» **Work to be completed**
Please go through the records below and return every line holding the word "garbage".
******
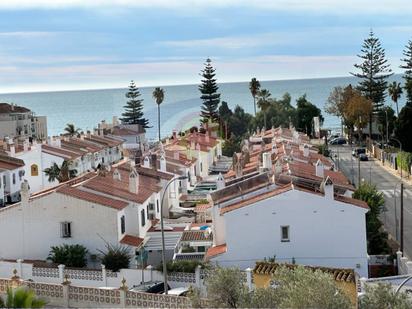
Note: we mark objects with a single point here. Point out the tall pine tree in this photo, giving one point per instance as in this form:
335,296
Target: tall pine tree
407,76
373,75
209,95
133,113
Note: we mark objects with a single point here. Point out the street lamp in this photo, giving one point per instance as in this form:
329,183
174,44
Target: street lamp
163,233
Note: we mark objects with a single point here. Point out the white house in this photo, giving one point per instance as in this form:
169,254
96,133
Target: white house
255,219
11,178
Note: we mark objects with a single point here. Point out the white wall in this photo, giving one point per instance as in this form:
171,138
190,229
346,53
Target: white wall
322,232
33,229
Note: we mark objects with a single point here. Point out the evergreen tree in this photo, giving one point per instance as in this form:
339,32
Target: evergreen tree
373,75
133,113
407,76
209,95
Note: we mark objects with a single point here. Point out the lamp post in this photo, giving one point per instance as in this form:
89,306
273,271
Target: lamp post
163,233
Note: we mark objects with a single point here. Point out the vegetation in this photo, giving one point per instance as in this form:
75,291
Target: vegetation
115,257
158,95
209,95
377,239
373,73
182,266
296,288
254,87
69,255
133,113
71,130
22,298
383,296
60,173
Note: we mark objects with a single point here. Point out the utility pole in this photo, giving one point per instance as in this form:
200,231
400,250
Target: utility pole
402,218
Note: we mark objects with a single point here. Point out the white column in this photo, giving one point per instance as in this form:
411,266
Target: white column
20,268
104,275
249,278
61,272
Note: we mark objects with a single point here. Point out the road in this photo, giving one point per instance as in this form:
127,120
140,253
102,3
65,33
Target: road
372,171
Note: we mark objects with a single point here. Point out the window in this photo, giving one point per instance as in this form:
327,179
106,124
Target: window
143,217
122,224
34,170
66,229
284,230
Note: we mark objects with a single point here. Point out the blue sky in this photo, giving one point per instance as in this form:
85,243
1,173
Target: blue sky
73,44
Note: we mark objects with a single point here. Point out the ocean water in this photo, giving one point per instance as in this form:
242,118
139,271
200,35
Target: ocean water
179,110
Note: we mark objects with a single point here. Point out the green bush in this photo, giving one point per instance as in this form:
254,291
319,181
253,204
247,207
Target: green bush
182,266
115,257
69,255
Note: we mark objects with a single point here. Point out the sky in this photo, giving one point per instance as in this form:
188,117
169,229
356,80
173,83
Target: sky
87,44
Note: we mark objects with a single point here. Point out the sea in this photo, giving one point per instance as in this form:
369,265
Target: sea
181,106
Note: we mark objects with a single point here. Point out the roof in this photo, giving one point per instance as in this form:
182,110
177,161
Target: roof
10,163
196,236
92,197
9,108
131,240
255,199
216,250
339,274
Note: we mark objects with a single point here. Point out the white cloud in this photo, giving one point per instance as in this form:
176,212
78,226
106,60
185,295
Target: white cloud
337,6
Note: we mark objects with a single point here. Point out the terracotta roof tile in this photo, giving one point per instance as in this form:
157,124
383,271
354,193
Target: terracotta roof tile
216,250
92,197
131,240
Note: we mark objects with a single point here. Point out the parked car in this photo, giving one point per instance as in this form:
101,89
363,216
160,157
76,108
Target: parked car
358,151
338,141
363,157
182,291
155,287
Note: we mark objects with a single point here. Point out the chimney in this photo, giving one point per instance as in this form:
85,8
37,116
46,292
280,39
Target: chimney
327,187
306,151
162,164
25,192
133,181
116,174
220,183
319,169
146,162
267,160
26,144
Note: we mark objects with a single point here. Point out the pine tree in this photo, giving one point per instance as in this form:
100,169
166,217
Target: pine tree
407,76
373,75
133,113
209,95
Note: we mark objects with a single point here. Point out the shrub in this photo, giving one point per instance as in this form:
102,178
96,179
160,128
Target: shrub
69,255
115,257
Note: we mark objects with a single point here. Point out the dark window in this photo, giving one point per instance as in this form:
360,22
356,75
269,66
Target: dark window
66,229
284,233
143,217
122,224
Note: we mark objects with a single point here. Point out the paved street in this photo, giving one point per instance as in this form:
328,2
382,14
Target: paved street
372,171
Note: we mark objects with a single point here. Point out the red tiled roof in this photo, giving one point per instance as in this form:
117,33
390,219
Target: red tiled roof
255,199
216,250
131,240
92,197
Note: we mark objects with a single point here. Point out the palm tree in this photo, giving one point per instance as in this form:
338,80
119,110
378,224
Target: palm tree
60,173
395,91
264,103
71,130
22,298
158,95
254,87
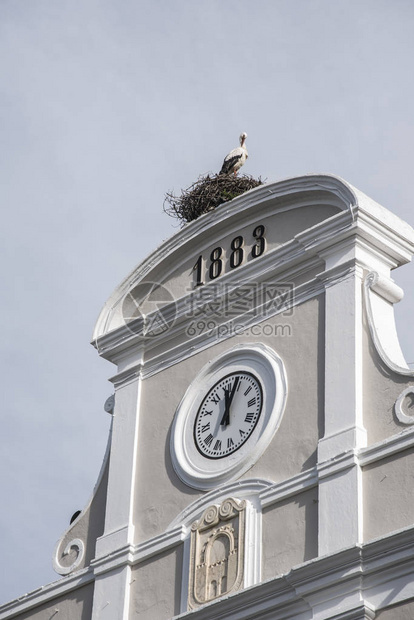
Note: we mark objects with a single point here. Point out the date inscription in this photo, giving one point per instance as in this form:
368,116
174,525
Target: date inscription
212,267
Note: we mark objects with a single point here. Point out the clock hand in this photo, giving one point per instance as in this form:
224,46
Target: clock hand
228,398
225,419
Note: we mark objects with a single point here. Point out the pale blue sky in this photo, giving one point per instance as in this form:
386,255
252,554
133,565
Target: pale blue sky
107,105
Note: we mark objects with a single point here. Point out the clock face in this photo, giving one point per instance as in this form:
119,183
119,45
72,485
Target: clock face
228,415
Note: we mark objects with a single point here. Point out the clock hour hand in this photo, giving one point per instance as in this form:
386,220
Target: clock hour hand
228,398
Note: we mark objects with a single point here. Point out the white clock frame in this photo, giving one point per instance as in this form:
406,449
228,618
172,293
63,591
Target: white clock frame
201,472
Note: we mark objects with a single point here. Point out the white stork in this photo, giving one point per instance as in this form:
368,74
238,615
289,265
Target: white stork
236,158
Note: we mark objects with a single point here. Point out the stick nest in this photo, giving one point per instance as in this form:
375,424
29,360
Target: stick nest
207,193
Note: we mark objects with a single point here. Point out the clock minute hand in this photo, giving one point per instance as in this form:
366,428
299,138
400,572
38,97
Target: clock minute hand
228,398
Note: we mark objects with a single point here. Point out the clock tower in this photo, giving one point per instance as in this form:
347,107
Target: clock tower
262,445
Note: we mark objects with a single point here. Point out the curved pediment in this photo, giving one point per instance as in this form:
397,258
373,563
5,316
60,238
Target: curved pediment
228,240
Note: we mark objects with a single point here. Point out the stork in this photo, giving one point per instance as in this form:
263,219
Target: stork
236,158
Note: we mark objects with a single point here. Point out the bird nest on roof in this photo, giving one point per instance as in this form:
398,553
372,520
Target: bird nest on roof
207,193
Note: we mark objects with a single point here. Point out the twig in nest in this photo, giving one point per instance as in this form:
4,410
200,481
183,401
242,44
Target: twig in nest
207,193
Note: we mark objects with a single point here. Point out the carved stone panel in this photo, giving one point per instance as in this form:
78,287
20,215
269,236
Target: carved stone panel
217,552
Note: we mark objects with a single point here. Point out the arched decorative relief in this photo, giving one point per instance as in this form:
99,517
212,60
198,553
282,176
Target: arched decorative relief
404,406
78,547
248,489
380,293
294,192
217,552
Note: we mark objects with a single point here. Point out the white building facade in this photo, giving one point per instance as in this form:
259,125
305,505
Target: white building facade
260,463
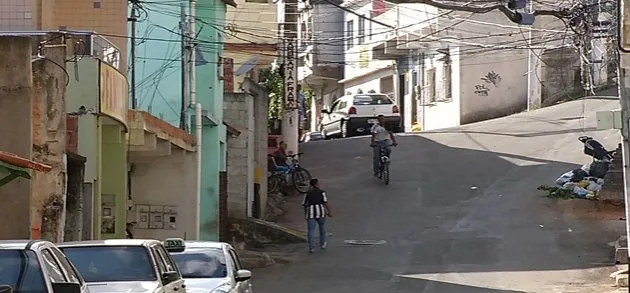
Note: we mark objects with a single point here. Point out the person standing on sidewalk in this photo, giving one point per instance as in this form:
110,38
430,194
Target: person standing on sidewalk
316,209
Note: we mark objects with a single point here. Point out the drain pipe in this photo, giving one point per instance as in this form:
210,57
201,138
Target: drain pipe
251,126
198,130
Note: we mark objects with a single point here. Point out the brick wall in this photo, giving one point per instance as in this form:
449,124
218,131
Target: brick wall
72,133
223,208
235,113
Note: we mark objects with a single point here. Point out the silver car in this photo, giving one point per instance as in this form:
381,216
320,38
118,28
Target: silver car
37,266
125,265
210,267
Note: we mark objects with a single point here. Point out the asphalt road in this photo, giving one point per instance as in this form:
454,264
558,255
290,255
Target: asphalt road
444,236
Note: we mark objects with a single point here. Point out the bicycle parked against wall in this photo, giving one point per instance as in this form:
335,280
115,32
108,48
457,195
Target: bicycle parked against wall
293,173
383,167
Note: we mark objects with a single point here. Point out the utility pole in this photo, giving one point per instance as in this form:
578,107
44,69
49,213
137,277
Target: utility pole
133,18
290,120
185,91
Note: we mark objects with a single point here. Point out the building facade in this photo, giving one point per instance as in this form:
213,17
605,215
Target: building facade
251,43
106,17
320,54
446,68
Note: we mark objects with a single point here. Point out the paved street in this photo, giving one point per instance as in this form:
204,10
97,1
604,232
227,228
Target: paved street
444,236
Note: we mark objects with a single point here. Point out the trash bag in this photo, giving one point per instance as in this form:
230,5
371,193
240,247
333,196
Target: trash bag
564,178
593,186
578,175
583,193
595,149
599,169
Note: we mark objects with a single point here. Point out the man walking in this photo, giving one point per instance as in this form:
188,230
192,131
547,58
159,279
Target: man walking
316,209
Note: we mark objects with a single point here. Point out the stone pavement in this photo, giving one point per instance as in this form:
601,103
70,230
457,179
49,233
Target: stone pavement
461,214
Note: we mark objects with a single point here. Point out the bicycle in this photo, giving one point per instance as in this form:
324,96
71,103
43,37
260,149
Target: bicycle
299,177
383,168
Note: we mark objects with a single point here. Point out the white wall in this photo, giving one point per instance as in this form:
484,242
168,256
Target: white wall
443,114
481,99
174,186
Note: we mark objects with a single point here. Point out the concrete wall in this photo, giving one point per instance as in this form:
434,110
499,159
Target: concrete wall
49,144
113,197
16,91
176,191
492,85
236,114
83,91
209,94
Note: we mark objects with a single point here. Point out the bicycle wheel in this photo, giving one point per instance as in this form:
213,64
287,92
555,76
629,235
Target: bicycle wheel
385,172
301,179
274,184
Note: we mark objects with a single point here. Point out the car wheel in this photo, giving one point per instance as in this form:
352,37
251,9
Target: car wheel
344,128
323,131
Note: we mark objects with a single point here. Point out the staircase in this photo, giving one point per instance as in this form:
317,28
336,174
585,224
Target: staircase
613,181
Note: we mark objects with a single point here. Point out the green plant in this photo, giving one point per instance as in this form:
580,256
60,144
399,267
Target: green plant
272,81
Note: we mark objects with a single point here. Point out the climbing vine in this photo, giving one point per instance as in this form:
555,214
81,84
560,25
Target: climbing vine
272,81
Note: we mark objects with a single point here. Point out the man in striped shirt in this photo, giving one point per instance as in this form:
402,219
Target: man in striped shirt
315,211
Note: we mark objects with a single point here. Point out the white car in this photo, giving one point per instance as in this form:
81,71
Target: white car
210,266
37,266
355,114
125,265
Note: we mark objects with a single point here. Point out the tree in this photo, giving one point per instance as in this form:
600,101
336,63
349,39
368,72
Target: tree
272,81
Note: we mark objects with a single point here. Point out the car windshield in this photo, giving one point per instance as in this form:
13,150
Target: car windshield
372,100
20,269
206,263
112,263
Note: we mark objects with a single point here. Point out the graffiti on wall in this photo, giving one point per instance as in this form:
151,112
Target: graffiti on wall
491,78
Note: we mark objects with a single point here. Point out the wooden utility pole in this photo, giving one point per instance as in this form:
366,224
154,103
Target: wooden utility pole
290,120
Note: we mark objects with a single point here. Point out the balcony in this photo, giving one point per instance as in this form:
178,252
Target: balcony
81,43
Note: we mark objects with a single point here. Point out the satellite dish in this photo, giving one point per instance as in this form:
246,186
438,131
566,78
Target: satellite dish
247,65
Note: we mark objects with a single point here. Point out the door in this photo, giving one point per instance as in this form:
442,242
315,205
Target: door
327,117
176,285
244,286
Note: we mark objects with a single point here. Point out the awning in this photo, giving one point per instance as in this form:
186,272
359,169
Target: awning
17,167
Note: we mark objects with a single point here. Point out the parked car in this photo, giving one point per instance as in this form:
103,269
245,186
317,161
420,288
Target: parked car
34,266
125,265
355,114
312,136
210,266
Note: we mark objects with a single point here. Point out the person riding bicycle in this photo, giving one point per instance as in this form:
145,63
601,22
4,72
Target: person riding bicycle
381,137
280,157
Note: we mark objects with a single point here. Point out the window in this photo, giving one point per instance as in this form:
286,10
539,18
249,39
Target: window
112,263
55,273
447,81
430,85
16,263
207,263
350,34
72,274
370,28
362,100
361,33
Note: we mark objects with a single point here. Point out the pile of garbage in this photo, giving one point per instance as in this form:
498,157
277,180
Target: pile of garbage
******
» **Exercise answer**
Note: we mark objects with a single point here. Point out the pile of garbage in this photo, giving one point per instance as in this form:
Target: pile of garbage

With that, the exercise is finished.